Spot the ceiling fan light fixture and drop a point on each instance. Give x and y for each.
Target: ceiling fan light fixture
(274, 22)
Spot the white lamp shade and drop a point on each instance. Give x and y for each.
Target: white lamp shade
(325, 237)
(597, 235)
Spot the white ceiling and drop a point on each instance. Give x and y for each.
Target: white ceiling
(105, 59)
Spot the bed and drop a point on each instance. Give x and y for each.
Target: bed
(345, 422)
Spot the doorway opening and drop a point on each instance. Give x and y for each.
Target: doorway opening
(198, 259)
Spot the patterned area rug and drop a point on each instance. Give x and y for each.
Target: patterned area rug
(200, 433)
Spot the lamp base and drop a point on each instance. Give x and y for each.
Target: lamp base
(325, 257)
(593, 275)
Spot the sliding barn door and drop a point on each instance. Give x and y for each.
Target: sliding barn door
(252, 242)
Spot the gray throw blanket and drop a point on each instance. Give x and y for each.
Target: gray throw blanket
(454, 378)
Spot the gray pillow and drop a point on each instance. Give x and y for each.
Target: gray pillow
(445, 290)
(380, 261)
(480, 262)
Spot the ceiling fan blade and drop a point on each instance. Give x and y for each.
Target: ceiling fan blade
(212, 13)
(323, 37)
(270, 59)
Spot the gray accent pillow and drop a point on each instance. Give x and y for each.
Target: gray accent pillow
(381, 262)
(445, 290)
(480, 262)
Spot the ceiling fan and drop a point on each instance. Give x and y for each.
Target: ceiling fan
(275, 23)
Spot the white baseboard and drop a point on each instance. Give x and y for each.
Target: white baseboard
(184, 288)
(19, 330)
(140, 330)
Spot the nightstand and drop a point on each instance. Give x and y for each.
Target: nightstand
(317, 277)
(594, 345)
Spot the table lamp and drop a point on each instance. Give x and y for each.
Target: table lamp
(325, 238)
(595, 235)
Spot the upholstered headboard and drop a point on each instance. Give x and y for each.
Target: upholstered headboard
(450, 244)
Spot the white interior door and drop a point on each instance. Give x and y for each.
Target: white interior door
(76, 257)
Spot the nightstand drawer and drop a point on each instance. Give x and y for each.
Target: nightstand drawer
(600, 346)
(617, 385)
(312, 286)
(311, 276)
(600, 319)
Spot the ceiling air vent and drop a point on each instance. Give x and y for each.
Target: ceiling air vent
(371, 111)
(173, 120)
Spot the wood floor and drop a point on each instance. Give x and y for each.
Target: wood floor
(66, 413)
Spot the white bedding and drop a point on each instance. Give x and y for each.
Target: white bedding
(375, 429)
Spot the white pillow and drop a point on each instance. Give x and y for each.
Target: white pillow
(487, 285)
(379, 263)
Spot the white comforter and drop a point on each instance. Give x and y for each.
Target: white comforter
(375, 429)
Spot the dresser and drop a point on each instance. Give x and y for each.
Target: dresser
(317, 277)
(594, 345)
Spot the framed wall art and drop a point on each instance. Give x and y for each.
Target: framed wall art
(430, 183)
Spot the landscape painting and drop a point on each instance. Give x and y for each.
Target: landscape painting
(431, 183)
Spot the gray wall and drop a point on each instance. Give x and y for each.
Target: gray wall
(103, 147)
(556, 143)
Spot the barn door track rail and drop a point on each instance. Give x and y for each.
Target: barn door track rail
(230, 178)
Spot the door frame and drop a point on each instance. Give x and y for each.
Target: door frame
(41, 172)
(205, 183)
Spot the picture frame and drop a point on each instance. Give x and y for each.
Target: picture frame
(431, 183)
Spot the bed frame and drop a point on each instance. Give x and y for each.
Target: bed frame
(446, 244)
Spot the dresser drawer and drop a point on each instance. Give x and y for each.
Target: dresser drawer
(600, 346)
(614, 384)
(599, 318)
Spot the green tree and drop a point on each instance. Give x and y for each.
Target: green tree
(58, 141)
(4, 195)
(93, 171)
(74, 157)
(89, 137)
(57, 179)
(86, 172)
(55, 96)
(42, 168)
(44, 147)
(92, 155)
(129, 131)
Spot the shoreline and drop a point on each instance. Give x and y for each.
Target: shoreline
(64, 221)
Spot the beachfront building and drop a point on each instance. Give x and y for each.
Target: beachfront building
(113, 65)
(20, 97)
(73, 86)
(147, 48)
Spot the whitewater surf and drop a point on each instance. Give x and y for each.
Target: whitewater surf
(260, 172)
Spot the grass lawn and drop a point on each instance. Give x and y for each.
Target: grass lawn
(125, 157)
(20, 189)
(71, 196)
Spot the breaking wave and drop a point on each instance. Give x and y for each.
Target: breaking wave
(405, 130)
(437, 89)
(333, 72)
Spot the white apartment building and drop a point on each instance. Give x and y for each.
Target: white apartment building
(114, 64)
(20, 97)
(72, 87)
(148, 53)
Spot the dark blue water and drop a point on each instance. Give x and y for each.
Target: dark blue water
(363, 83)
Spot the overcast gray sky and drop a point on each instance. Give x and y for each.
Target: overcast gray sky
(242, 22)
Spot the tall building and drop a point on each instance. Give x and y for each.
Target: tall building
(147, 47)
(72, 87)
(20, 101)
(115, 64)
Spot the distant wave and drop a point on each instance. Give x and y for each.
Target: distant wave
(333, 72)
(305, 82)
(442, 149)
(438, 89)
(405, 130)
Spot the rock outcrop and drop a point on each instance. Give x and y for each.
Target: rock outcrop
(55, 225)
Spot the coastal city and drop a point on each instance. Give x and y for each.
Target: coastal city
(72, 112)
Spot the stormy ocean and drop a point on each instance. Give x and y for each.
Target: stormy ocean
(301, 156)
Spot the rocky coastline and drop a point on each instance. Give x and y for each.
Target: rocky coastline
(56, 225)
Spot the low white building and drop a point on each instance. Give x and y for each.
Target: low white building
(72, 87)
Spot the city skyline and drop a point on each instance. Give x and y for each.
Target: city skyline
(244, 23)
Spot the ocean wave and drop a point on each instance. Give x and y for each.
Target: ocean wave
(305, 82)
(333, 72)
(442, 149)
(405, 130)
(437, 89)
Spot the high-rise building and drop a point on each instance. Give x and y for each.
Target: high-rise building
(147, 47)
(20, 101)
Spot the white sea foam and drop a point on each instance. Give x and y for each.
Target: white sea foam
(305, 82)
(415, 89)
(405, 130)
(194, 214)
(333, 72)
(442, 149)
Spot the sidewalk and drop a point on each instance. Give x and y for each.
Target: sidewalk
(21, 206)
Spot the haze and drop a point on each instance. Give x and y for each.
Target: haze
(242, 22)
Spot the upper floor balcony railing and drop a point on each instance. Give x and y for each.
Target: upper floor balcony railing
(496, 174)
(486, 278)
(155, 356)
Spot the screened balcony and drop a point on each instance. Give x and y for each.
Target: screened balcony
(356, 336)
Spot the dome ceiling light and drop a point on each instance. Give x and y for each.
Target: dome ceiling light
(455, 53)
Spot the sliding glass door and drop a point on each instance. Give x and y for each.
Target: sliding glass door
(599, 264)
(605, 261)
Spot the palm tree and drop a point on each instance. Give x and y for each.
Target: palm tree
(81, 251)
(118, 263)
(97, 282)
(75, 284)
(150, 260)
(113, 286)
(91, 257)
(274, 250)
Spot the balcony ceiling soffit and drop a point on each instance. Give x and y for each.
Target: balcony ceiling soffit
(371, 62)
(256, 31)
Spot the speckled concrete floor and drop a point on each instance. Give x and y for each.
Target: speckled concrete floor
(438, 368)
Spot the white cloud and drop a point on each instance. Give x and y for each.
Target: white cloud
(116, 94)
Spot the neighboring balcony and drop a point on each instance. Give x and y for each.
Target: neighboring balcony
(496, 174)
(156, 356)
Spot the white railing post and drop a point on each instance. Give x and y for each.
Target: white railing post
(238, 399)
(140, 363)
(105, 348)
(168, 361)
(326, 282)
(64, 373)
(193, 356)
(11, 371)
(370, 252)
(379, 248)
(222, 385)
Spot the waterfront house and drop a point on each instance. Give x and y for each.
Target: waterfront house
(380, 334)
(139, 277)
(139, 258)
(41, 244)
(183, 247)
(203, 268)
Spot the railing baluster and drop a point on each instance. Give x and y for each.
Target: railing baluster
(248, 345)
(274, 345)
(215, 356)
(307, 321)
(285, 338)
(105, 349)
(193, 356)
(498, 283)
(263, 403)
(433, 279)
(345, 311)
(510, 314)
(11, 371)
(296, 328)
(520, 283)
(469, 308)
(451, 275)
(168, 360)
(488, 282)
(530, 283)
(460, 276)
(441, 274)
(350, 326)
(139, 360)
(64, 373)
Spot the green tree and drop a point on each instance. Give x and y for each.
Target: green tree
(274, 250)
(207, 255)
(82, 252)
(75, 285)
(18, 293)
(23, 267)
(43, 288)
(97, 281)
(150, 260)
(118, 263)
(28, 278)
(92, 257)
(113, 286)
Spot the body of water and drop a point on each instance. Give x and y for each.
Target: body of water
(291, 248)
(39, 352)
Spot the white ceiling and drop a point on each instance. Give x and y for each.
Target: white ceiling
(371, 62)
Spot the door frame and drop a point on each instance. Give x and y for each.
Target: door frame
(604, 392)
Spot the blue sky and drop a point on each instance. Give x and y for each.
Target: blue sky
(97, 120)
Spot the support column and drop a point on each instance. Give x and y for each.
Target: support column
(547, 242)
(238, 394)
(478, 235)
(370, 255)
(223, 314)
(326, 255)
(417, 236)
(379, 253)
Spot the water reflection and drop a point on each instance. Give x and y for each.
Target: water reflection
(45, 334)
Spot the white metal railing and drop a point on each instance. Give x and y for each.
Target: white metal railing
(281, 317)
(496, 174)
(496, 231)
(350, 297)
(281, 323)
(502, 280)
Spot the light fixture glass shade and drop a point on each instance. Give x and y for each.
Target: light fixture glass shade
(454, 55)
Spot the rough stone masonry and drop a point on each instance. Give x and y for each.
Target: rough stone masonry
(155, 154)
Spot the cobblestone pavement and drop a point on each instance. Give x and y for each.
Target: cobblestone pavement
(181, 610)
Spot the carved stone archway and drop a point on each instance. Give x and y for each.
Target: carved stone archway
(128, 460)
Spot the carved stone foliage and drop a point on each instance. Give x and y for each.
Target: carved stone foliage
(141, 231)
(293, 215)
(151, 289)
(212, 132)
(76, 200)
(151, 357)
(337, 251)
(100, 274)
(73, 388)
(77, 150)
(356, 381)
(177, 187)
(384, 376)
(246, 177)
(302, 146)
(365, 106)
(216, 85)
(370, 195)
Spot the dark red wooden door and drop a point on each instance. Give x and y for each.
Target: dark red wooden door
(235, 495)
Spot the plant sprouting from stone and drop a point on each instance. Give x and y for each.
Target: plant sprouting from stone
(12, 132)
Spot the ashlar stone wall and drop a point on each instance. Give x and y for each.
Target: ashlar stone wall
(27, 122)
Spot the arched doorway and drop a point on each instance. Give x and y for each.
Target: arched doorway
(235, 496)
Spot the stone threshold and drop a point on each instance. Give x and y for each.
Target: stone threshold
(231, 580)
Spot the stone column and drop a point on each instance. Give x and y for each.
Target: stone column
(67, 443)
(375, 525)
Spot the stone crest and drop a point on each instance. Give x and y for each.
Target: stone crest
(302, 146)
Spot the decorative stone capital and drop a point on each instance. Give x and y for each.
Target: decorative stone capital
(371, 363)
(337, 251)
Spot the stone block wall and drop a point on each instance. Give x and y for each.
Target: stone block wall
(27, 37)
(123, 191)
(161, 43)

□ □ □ □ □ □ □

## Work request
Would you quote everything above from the line containing "Spot the sliding barn" down to the line containing "Spot the gray accent"? Include both of those lines and nothing else.

## Response
Spot the sliding barn door and drop a point on each instance. Give x and y for each.
Target: sliding barn door
(252, 242)
Spot the gray throw blanket and drop a point on each instance. Give x and y for each.
Target: gray throw blanket
(454, 378)
Spot the gray pillow and drop a point on each instance. Give x and y for each.
Target: gray pillow
(445, 290)
(380, 261)
(480, 262)
Spot the ceiling fan blade and drop a point on each instance. Give x and y for each.
Target: ceiling fan blade
(212, 13)
(323, 37)
(270, 59)
Spot the gray accent pillow and drop a point on each instance. Give x and y for each.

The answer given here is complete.